> _Questions on the material_
1/ Answer these questions using the article on generic drug price spikes.
(a) According to the National Bureau of Economic Research, by what percent does the price of the average generic drug decrease within the first three years after the first generic competitor launches?
(b) How many generic competitors did the July 2016 Journal of the American Medical Association report find are needed to ensure healthy markets?
(c) Which two senators introduced the "Increasing Competition in Pharmaceuticals Act" (S. 2615)?
2/ Reproduce the article on generic drug price spikes word for word, starting with "Todd Ebert, R.Ph., is" and going on through "centers and clinics.".
3/ Rewrite the paragraph of the article on generic drug price spikes that begins "Senators Collins (R-Maine) and McCaskill" more briefly, keeping its main facts.

> _Passage for review_
:::::

Health

Additional Congressional Action Needed to Help Prevent Future Generic Drug Price Spikes

Price spikes for critical generic drugs continue to jeopardize patient access to health care and generate due bipartisan scrutiny on Capitol Hill. Though Congress has taken positive initial steps to help prevent the next Mylan – or Valeant, or Turing – additional action is needed to help increase competition in the generic market and mitigate future price spikes.

Health care providers and the patients they serve have long relied on generic drugs to reduce costs and increase access to essential medications. According to the National Bureau of Economic Research, within the first three years of the launch of the first generic competitor to a brand name product, the average generic drug has 12 competing manufacturers and the price decreases by 94 percent.

Despite this, the problem of generic price spikes persists and is increasingly occurring where there are two or fewer manufacturers for a product on the market. This lack of competition allows high prices to go largely unchecked.

A July 2016 Journal of the American Medical Association report found that at least four generic competitors are needed to ensure healthy markets, and that many treatment fields fall short of this threshold — for example, only two-thirds of cancer drugs have at least one generic.

Compounding the problem is the backlog of abbreviated new drug applications and the median review time for product approval at the U.S. Food and Drug Administration. Product approval time has consistently grown, from 30 months prior to 2011, to 26 months in 2013, to an estimated 42 months in 2014. A three- or four-year wait time stifles the ability of manufacturers who want to introduce competition into the market.

Increased competition in the generic drug market is critical to preventing and mitigating price spikes. But what specifically should be done?

As part of a September U.S. Government Accountability Office report on generic price spikes in the Medicare Part D program, manufacturers confirmed that the current backlog may be a barrier to market entry for new generic drug manufacturers and that competition could be increased if FDA would approve more ANDAs.

Senators Collins (R-Maine) and McCaskill (D-Mo.) have introduced bipartisan legislation, the “Increasing Competition in Pharmaceuticals Act” (S. 2615), which mandates FDA priority review of ANDAs for products with only one manufacturer. HSCA and our health care group purchasing organization members support this legislation and think it is an important step to help increase competition.

Congress should also consider mandating priority review for generic injectable drugs with two or fewer manufacturers. Generic injectables are the workhorses of acute care facilities and bring great value to health care providers and patients.

In addition, we urge Congress to mandate priority review of an ANDA in instances where there have already been significant spikes — specifically, where the market price of an existing product increases at a rate of more than five times the percent change that occurred in the Prescription Drugs Index of the Consumer Price Index for the previous year.

Common-sense policy solutions such as these will help foster competition, remove barriers to entry for new manufacturers, and help keep future price spikes in check.

 

Todd Ebert, R.Ph., is CEO of the Healthcare Supply Chain Association, which represents the sourcing and purchasing partners to hospitals, long-term care facilities, surgery centers and clinics.

:::::

> _Extracted information_
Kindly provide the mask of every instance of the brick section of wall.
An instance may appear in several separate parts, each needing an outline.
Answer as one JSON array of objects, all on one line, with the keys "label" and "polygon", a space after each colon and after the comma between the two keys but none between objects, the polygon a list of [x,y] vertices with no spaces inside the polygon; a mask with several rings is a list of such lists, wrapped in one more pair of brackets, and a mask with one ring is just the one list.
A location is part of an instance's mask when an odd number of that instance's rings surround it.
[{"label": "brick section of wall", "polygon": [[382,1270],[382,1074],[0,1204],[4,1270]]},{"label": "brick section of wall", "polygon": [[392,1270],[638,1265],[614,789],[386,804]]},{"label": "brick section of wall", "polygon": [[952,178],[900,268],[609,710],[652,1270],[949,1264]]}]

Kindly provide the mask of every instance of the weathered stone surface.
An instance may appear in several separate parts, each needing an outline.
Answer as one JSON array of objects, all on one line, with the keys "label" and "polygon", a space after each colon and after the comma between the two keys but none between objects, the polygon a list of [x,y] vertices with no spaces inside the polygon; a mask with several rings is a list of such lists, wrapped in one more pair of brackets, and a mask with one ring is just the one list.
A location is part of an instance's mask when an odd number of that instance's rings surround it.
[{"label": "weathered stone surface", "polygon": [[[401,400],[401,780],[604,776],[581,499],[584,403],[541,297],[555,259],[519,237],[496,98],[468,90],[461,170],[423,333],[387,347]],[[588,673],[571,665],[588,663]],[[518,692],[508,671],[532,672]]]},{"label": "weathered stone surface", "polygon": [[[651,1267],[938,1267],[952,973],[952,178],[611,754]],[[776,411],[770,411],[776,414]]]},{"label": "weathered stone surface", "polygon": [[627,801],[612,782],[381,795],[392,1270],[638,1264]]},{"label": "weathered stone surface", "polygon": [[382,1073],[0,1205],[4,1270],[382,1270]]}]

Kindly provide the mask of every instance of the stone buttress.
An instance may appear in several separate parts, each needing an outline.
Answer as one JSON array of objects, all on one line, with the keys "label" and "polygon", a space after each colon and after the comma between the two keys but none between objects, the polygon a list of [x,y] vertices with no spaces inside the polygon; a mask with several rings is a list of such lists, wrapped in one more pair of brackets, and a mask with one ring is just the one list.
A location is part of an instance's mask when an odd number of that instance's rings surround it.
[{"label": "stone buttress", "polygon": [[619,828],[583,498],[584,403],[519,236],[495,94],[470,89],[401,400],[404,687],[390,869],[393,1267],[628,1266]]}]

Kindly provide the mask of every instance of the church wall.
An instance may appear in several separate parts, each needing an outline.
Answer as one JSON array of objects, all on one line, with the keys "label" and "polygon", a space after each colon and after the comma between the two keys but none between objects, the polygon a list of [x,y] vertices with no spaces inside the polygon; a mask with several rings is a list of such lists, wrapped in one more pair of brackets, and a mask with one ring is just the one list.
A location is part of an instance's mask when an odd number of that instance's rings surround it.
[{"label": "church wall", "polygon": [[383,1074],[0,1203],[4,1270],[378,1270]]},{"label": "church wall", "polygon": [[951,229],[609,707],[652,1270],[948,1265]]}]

:::::

> _Solutions_
1/
(a) 94 percent
(b) At least four
(c) Senators Collins (R-Maine) and McCaskill (D-Mo.)

2/
Todd Ebert, R.Ph., is CEO of the Healthcare Supply Chain Association, which represents the sourcing and purchasing partners to hospitals, long-term care facilities, surgery centers and clinics.

3/ Senators Collins (R-Maine) and McCaskill (D-Mo.) introduced the bipartisan "Increasing Competition in Pharmaceuticals Act" (S. 2615), which mandates FDA priority review of ANDAs for products with only one manufacturer. HSCA and its health care group purchasing organization members support the bill as an important step toward increasing competition.